Location identification items
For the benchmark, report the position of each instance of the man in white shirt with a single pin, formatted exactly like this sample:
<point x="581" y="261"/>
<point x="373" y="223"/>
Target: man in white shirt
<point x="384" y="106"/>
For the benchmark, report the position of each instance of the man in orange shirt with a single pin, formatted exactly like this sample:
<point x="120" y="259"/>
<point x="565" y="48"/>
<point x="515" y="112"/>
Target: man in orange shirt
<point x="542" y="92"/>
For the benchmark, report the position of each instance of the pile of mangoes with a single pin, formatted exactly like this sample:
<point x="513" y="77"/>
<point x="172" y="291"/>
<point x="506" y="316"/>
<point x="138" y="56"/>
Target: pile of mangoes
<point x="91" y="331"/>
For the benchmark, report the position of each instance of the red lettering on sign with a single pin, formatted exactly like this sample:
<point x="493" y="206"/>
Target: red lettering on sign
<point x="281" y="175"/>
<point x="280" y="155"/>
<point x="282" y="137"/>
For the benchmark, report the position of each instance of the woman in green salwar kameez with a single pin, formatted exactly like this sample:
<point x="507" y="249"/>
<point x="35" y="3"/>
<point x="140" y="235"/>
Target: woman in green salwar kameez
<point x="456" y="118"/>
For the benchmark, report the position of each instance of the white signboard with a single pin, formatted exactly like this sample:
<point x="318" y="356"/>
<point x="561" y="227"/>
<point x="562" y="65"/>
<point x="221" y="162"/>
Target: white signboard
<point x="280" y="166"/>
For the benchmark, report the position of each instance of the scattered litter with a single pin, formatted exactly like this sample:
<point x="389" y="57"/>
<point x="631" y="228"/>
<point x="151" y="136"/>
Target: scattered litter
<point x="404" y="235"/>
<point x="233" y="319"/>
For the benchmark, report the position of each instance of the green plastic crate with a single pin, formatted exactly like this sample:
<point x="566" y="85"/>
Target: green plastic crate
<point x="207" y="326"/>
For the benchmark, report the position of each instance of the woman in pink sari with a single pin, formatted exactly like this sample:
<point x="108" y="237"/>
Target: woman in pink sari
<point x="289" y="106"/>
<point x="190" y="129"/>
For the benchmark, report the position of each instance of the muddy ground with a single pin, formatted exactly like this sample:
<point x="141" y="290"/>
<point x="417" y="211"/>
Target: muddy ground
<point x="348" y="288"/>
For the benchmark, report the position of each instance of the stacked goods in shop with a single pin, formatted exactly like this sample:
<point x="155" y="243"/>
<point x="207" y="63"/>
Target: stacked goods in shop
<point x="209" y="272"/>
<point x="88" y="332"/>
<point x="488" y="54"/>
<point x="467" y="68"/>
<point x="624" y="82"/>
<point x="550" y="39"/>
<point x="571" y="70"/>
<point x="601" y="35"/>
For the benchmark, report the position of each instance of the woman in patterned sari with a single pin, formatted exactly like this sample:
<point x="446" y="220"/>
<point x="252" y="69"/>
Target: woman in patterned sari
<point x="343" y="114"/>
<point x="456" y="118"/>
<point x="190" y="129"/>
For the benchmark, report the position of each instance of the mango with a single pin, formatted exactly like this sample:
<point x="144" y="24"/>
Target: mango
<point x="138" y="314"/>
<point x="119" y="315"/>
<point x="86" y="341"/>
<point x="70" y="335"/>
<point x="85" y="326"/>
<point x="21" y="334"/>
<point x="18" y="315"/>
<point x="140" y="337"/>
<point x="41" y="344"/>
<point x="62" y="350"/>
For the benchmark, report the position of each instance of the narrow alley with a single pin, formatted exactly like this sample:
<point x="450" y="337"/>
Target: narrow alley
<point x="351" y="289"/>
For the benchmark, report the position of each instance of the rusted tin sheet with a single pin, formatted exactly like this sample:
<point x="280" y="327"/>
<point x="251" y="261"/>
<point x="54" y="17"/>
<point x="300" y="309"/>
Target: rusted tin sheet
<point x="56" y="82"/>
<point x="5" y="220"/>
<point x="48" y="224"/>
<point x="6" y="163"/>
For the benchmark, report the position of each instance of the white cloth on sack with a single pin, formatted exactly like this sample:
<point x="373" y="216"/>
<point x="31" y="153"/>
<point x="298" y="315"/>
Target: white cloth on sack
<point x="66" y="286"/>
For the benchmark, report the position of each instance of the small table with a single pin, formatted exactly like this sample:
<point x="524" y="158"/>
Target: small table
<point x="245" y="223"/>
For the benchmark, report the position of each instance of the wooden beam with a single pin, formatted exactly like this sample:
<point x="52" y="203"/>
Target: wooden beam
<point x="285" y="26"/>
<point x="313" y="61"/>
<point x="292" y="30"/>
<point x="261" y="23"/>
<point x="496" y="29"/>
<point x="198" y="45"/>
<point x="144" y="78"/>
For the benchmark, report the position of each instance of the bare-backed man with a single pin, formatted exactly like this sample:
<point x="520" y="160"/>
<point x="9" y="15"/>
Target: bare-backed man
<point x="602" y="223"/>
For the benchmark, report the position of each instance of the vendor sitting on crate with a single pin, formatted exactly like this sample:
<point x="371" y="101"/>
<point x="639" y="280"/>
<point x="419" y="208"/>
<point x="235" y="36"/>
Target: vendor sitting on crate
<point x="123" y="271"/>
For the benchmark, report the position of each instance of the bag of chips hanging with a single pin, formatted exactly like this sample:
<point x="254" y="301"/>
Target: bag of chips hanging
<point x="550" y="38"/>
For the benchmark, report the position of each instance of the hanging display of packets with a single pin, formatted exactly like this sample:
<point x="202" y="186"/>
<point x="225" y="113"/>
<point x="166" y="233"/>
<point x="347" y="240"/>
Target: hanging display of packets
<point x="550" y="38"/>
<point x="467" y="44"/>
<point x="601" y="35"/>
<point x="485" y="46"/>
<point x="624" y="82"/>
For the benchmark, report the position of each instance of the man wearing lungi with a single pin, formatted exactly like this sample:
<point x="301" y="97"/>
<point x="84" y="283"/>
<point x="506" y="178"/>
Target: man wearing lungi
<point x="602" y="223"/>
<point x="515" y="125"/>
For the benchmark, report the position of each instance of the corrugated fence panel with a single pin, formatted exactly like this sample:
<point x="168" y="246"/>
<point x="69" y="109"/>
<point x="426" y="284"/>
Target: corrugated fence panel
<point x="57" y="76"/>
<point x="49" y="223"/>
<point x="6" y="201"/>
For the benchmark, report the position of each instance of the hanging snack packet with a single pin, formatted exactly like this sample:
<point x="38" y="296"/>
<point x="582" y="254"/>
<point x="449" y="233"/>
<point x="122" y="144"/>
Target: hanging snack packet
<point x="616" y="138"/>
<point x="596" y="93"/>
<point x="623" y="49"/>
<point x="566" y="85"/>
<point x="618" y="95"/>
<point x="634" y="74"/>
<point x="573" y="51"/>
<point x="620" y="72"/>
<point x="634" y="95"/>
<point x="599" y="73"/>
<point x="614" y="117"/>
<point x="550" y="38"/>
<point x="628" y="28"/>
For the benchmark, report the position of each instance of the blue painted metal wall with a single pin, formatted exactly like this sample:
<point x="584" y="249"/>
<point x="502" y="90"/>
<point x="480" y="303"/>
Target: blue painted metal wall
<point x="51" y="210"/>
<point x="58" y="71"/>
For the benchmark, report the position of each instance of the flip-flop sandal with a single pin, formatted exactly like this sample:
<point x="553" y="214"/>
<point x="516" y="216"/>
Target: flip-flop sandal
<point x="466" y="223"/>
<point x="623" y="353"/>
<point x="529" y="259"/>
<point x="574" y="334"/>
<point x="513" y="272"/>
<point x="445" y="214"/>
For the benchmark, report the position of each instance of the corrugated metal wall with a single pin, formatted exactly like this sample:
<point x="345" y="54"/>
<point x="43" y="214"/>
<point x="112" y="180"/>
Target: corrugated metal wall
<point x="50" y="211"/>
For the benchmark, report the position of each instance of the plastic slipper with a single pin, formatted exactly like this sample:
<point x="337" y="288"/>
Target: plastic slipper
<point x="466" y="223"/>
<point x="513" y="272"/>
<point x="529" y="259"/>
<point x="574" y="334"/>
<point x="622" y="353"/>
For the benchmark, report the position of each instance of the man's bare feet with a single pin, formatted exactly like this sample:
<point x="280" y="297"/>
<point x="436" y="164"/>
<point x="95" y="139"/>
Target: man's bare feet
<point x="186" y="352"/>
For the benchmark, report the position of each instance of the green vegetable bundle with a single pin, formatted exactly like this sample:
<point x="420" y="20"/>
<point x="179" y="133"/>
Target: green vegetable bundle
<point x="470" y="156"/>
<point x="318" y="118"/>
==
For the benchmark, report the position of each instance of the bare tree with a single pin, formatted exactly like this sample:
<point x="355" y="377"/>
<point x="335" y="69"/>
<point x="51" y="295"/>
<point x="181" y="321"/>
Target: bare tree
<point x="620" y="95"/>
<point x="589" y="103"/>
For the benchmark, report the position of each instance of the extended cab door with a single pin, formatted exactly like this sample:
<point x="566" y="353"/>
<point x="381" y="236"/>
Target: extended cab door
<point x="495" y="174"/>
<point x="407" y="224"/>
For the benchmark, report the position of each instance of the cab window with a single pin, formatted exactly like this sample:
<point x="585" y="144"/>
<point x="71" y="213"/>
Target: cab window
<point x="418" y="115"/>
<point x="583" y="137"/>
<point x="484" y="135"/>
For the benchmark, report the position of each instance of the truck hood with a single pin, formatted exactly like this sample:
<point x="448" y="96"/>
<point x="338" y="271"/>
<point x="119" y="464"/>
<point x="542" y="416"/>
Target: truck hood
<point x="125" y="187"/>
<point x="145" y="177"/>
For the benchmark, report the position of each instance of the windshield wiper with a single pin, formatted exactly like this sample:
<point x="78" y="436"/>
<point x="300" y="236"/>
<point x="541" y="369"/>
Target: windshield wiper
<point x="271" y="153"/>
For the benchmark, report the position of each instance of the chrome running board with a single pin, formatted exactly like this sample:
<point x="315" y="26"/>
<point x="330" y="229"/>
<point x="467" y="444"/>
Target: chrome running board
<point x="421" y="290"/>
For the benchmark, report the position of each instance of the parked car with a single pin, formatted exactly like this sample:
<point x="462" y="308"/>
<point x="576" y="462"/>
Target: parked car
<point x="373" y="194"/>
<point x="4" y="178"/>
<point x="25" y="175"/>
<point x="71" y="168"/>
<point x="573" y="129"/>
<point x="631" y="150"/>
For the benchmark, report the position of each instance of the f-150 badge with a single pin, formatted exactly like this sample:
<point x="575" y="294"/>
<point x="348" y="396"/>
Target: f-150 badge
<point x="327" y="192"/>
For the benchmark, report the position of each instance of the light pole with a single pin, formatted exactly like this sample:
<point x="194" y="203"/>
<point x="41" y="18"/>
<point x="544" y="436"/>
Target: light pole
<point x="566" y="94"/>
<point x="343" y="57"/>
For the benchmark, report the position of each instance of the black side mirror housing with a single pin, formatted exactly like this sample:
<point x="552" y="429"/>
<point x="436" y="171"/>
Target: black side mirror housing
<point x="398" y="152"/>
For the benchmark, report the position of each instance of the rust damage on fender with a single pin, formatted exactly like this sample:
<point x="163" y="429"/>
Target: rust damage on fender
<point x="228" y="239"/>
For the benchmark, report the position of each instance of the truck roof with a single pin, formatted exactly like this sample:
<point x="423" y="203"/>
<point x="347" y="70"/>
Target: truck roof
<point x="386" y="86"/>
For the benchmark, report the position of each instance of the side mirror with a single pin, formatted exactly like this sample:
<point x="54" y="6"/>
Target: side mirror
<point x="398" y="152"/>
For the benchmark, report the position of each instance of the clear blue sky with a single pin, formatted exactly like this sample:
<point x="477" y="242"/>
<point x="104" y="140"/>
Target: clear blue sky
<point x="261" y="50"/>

| Written task |
Count the lines in the rows above that contain the word "alley", and reply with only that number.

| Complete output |
2